_What this task involves_
Please copy the records below word for word.

_Raw records_
━━━━━━━━━━

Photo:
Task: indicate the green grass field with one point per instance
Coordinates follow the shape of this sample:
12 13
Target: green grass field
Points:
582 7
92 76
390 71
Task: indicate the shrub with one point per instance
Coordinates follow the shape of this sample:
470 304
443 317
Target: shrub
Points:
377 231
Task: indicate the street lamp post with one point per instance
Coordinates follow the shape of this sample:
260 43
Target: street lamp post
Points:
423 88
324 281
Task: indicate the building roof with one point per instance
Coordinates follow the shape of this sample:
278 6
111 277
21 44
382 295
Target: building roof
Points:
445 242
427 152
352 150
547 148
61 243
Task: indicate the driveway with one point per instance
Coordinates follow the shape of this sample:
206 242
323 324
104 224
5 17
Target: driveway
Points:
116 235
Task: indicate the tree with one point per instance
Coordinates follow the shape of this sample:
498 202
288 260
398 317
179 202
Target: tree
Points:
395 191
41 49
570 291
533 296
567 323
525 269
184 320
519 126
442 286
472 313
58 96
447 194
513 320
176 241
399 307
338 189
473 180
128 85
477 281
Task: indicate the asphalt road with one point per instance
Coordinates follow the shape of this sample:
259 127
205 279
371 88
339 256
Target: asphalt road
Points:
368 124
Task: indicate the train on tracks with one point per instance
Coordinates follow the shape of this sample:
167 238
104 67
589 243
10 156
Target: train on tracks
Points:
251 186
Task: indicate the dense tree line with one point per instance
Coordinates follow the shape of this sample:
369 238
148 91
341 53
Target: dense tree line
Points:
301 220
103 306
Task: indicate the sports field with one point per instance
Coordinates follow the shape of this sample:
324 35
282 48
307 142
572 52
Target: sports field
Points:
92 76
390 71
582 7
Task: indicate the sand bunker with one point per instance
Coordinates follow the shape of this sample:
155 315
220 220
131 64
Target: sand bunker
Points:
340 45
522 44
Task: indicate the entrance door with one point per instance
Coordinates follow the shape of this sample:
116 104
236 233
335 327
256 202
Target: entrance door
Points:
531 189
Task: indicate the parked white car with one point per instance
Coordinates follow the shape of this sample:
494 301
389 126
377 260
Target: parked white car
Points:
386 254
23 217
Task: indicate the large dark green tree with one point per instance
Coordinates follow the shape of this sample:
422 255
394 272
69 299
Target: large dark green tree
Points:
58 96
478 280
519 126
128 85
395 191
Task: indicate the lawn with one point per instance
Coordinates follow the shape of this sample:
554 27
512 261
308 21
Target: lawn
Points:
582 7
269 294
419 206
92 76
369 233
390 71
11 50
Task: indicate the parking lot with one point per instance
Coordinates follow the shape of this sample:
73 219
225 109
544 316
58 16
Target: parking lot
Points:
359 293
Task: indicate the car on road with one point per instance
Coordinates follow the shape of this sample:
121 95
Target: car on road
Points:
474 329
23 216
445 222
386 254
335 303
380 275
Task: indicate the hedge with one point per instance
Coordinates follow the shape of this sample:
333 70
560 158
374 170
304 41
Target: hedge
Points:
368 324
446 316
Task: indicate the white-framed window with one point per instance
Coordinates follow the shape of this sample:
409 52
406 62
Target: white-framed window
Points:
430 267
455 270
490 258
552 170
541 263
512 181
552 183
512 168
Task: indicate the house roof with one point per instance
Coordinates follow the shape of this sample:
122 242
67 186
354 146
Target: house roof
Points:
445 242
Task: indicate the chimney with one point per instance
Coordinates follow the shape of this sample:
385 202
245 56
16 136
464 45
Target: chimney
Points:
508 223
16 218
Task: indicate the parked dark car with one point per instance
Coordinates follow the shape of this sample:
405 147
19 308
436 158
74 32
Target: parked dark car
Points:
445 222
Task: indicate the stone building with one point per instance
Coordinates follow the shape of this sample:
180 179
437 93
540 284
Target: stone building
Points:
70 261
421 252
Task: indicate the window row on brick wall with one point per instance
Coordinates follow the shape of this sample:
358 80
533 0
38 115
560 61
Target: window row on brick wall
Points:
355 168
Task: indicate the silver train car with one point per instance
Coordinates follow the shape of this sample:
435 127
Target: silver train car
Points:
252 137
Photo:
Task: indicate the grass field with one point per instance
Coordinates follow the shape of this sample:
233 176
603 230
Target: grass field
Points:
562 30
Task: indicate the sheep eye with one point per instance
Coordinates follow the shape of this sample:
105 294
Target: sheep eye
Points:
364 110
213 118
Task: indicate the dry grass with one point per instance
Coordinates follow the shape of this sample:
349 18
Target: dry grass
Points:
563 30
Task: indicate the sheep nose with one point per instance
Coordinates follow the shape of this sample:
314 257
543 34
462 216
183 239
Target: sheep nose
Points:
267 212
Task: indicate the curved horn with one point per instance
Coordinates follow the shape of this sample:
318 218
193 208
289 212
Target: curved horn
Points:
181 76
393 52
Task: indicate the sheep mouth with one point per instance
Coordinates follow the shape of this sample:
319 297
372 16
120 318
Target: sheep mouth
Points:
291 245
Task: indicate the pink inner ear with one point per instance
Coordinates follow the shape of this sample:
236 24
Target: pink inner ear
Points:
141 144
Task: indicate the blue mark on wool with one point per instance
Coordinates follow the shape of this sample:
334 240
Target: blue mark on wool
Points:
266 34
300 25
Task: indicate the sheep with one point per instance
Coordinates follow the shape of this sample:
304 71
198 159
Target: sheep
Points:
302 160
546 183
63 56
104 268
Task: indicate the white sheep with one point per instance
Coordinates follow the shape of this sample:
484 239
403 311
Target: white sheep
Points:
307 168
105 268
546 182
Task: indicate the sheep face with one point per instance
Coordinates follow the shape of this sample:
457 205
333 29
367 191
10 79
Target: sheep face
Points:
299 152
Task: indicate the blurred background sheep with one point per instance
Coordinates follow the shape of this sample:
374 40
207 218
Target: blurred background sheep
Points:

━━━━━━━━━━

_Response to the exercise_
Photo:
Task: indicate the green grass field with one point per instance
Coordinates follow the shape of this sample:
12 13
Target: green grass field
Points:
582 7
92 76
390 71
Task: indicate the shrub with one point per instance
Coordinates follow the shape of this sample:
470 304
443 317
Target: shrub
Points:
377 231
Task: indicate the street lamp post with one point per instance
Coordinates follow the shape of this sample:
260 43
Target: street lamp post
Points:
423 88
324 281
Task: indicate the building roof with one point per instance
Coordinates follow the shape of this sample:
278 6
111 277
21 44
382 295
Target: building roof
Points:
445 242
427 152
352 150
547 148
61 243
Task: indicate the driveway with one point per instance
Coordinates follow the shape of this sample:
206 242
323 324
104 224
5 17
Target: driveway
Points:
116 235
Task: indicate the tree with one point per instance
Coordinates follow the shape of this sample:
498 202
288 260
398 317
179 202
Target: tree
Points:
395 191
41 49
570 291
533 296
567 323
525 269
184 320
519 126
442 286
472 313
58 96
447 194
513 320
176 241
399 307
338 189
473 180
128 85
477 281
Task: indicate the asphalt road with one point per instance
Coordinates follow the shape of this sample:
259 127
205 279
371 88
339 256
Target: asphalt road
Points:
368 124
Task: indicate the train on tracks with one point per instance
Coordinates follow the shape of this sample:
167 238
104 67
589 243
10 156
Target: train on tracks
Points:
251 186
Task: indicate the dense tree line with one point per instance
Coordinates follow the shape of this sample:
369 238
148 91
341 53
Target: dense tree line
Points:
301 220
103 306
Task: indicate the sports field with one point per instance
Coordinates follow the shape of this sample:
324 35
282 48
307 142
572 52
Target: sports field
Points:
92 76
390 71
582 7
Task: indicate the sand bunker with one point per instance
Coordinates follow the shape of this sample:
155 315
220 220
131 64
Target: sand bunker
Points:
340 45
522 44
Task: indicate the entrance door with one point per instance
Coordinates follow the shape of this sample:
116 104
236 233
335 327
256 202
Target: entrance door
Points:
531 189
Task: indicate the parked white car with one point per instance
Coordinates follow the shape of this sample:
494 301
389 126
377 260
Target: parked white car
Points:
386 254
23 217
Task: indicate the large dark green tree with one point per instance
Coordinates follow the shape of this sample:
422 255
394 272
69 299
Target: large dark green tree
Points:
58 96
478 280
519 126
128 85
395 191
Task: indicate the lawn with one point per instance
Coordinates follow the shape of this sample:
554 27
512 261
308 21
Target: lawn
Points:
582 7
269 294
419 206
92 76
369 233
390 71
11 50
Task: indicate the parking lot with one point per instance
Coordinates follow the shape of this sample:
73 219
225 109
544 316
58 16
Target: parking lot
Points:
359 293
Task: indicate the car on road with one point per instance
Coordinates follow the shape of this sample:
121 95
Target: car on road
Points:
474 329
23 216
445 222
386 254
335 303
380 275
Task: indicate the hedge with one point per instance
Coordinates follow the shape of this sample:
333 70
560 158
374 170
304 41
Target: hedge
Points:
368 324
446 316
Task: indicate the white-framed window with one point per instance
Coordinates follow the shape of this sample:
409 52
406 62
Target: white-framed window
Points:
430 267
455 270
490 258
552 170
541 263
512 181
552 183
512 168
Task: indicate the house roof with one point per instance
Coordinates follow the shape of this sample:
122 242
67 186
354 146
Target: house roof
Points:
445 242
Task: indicate the chimney with one point per instance
Coordinates follow the shape of this sample:
385 202
245 56
16 136
464 45
Target: chimney
Points:
508 223
16 218
Task: indicate the parked dark car with one point per instance
Coordinates follow the shape of this sample:
405 147
19 308
436 158
74 32
Target: parked dark car
Points:
445 222
Task: indicate the stone building with one point per instance
Coordinates follow the shape of this sample:
180 179
437 93
540 284
Target: stone building
Points:
70 261
421 252
Task: indicate the window row on brick wall with one point per instance
Coordinates follow the shape of this sample:
358 80
533 0
38 115
560 61
Target: window row on brick wall
Points:
355 168
Task: indicate the silver train car with one point per instance
Coordinates follow the shape of this sample:
435 127
Target: silver train car
Points:
252 137
Photo:
Task: indicate the grass field with one point per instance
Coordinates follow the shape of this sample:
233 176
603 230
Target: grass field
Points:
562 30
Task: indicate the sheep eye with one point per instance
Coordinates follow the shape of this sample:
105 294
Target: sheep eye
Points:
364 110
213 118
Task: indicate the dry grass with one point per instance
Coordinates follow the shape of this sample:
349 18
Target: dry grass
Points:
563 30
Task: indicate the sheep nose with one point per instance
Coordinates follow the shape of this sample:
314 257
543 34
462 216
183 239
Target: sheep nose
Points:
267 212
Task: indicate the curved horn with one point per instance
Coordinates follow the shape of this sample:
318 218
193 208
289 212
Target: curved horn
Points:
181 76
393 52
Task: indicate the sheep mouth with one point per instance
Coordinates follow the shape of this sample:
319 297
372 16
120 318
Target: sheep mouth
Points:
291 245
Task: indicate the pink inner ear with one point per instance
Coordinates follow the shape of this sample:
236 24
Target: pink inner ear
Points:
141 144
Task: indicate the blue mark on wool with one point per instance
Coordinates follow the shape of this sample:
334 240
Target: blue mark on wool
Points:
266 34
300 25
Task: indicate the sheep with one point per instance
Coordinates follow the shape of this sample:
304 71
198 159
Target: sheep
Points:
302 160
546 183
63 56
104 268
Task: indicate the white sheep with one point per instance
Coordinates follow the shape of this sample:
484 239
403 311
Target: white sheep
Points:
307 168
105 268
546 182
Task: indicate the sheep face with one point per instance
Coordinates follow the shape of this sample:
457 205
333 29
367 191
10 79
Target: sheep face
Points:
299 152
Task: indicate the blurred background sheep with one point per instance
Coordinates follow the shape of this sample:
374 40
207 218
Target: blurred background sheep
Points:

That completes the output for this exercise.